Records for this exercise ▸
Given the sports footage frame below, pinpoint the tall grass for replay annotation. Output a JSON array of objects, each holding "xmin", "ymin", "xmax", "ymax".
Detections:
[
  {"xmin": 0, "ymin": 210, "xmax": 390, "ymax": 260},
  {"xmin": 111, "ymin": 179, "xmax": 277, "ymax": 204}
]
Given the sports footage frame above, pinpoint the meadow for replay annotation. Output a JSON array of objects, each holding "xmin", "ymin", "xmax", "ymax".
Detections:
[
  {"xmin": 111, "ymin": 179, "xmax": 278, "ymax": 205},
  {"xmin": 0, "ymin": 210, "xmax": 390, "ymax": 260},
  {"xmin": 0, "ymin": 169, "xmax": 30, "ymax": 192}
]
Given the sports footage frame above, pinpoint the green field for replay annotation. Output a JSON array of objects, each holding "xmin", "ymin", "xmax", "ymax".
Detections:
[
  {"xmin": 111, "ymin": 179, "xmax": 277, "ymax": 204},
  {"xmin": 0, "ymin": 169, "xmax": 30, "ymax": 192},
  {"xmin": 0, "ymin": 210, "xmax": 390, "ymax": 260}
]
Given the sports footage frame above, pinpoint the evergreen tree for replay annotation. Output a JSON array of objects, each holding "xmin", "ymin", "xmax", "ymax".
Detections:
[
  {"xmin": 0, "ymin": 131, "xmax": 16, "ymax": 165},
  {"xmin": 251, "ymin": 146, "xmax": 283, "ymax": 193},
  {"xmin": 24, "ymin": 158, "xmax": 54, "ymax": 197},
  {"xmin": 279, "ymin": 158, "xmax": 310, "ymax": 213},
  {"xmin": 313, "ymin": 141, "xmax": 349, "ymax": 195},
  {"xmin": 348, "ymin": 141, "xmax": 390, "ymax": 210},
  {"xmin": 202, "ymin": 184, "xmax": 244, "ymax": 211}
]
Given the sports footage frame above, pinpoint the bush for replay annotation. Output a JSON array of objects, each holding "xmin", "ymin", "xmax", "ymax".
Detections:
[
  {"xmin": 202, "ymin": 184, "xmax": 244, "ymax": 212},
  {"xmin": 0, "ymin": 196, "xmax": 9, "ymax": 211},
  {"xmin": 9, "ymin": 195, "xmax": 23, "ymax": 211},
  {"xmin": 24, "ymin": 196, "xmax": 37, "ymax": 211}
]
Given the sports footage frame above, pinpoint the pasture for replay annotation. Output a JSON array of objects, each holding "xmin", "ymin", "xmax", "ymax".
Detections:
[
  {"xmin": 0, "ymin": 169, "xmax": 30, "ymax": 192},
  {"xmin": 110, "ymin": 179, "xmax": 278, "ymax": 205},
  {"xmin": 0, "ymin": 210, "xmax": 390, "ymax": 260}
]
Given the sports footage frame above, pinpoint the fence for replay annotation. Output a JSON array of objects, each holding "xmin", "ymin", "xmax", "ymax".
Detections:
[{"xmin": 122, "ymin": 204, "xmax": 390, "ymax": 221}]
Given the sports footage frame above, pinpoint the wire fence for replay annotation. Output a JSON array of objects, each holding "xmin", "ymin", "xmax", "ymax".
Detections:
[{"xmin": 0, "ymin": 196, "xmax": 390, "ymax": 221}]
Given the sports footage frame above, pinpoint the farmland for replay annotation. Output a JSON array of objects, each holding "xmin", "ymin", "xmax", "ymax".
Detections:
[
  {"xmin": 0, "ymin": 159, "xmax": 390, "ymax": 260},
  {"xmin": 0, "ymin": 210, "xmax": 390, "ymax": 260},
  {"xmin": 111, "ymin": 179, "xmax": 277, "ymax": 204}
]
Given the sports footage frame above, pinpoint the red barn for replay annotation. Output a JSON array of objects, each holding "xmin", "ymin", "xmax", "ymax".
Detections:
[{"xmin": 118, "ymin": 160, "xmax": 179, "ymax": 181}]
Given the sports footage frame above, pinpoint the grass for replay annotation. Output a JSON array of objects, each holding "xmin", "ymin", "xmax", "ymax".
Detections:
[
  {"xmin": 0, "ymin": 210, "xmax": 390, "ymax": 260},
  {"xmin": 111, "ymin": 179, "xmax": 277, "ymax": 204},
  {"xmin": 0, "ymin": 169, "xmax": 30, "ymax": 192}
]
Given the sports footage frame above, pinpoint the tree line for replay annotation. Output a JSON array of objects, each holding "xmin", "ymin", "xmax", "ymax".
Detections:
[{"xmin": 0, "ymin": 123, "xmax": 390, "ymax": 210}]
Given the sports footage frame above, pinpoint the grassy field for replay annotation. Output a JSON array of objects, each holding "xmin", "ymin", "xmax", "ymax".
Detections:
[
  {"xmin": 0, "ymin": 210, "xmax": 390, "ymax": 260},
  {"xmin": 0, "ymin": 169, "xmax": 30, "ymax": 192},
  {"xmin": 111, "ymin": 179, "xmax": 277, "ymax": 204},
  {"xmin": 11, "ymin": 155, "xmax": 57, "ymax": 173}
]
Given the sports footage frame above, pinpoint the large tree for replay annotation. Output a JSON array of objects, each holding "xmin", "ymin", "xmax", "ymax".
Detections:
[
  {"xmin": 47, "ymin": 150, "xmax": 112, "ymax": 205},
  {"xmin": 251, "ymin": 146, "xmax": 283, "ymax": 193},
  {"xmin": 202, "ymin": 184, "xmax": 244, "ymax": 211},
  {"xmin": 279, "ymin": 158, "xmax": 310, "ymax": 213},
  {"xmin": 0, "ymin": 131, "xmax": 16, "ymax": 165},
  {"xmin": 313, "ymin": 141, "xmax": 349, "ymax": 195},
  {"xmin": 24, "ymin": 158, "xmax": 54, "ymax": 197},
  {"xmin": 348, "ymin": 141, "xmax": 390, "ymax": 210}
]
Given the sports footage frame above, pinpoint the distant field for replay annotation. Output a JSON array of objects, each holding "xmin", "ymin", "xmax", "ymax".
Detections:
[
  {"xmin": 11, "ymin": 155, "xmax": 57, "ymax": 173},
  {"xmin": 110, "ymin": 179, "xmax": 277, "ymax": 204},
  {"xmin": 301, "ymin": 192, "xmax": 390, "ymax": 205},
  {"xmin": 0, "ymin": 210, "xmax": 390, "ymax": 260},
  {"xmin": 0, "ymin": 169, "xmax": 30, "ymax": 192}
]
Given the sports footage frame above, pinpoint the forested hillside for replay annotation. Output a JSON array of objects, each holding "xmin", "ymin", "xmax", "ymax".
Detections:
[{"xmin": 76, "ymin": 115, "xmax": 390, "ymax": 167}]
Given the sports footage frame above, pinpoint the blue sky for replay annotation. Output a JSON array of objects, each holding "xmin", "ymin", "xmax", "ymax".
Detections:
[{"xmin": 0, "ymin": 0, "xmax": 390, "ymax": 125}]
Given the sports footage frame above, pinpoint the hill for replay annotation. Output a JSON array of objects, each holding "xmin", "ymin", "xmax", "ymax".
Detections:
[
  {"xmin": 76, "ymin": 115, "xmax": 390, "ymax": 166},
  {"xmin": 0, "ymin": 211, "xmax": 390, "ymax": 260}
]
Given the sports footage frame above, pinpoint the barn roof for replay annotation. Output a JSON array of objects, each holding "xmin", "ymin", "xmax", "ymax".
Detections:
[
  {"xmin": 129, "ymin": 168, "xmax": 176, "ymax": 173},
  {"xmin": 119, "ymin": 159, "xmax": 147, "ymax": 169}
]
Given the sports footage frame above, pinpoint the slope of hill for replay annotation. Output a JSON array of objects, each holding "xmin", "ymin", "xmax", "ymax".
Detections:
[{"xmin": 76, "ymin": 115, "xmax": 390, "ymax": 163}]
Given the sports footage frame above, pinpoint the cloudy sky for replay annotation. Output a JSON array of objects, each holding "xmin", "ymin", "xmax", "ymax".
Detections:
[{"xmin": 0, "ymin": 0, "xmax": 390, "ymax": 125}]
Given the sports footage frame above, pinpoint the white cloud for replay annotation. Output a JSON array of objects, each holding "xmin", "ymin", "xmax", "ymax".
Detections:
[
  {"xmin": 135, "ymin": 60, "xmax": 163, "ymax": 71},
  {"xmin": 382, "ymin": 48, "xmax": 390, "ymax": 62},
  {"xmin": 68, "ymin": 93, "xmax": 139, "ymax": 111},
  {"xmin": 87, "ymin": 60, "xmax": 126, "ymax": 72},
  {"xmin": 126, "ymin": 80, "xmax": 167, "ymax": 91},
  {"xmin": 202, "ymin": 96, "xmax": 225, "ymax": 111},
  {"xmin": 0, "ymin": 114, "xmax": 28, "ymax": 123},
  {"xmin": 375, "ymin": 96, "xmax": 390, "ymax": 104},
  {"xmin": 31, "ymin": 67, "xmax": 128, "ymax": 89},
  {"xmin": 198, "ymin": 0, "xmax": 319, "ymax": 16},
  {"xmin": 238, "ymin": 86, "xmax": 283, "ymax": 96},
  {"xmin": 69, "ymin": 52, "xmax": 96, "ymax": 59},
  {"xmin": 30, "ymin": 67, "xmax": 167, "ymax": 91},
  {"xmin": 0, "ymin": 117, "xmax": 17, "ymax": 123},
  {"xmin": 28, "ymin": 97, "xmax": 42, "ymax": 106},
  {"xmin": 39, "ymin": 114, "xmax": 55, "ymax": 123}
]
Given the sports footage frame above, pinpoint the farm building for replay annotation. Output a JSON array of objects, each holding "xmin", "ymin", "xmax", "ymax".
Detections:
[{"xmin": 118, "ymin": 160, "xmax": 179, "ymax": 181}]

Task statement ▸
Gather each line of the records above that contains the string "barn", and list those lines in the order they appear.

Exercise solution ▸
Given the sports footage frame above, pinpoint the red barn for replay annotation. Output a JSON array of objects, each holding "xmin", "ymin", "xmax", "ymax".
Given the sports footage frame above, pinpoint the barn roof for replay annotation. Output a JSON array of objects, each holding "xmin", "ymin", "xmax", "ymax".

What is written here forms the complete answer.